THE INPUT Start Marker

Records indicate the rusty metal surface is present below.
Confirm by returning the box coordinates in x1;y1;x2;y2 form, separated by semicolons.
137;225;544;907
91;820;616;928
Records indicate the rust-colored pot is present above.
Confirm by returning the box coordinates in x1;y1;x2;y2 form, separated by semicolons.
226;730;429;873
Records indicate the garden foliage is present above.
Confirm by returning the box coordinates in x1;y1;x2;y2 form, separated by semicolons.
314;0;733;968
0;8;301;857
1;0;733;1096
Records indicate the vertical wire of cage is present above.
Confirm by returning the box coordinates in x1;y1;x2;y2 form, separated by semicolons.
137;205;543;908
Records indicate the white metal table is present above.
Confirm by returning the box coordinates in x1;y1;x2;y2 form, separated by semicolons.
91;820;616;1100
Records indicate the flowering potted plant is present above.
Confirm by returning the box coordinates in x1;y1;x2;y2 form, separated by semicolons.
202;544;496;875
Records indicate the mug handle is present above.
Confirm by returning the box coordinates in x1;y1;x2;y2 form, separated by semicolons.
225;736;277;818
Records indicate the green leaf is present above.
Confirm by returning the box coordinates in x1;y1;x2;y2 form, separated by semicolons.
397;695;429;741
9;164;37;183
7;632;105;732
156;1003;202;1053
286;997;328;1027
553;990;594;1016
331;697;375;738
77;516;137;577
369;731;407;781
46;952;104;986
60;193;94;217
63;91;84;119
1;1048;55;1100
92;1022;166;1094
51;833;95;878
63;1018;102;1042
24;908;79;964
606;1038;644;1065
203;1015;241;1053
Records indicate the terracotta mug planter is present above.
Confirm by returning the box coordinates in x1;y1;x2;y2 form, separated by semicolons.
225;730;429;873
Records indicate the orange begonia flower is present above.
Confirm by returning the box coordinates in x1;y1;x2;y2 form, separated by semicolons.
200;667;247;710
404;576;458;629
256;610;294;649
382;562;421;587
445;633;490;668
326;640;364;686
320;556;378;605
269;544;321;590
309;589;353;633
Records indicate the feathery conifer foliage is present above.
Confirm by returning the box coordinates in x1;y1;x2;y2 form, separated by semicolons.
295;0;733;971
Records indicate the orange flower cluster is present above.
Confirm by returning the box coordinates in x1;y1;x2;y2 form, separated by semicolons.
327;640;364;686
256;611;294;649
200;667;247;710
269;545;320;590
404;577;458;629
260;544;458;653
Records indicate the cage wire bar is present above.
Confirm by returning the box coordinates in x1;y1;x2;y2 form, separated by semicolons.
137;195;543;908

THE INPUT End Marker

ASSIGNED TASK
Identify the lines of the entries containing the string "wire". Copy each such line.

ANSWER TO THIS TASK
Records indicate the vertical wire of cage is present above.
Records indicate the cage wire bar is present above.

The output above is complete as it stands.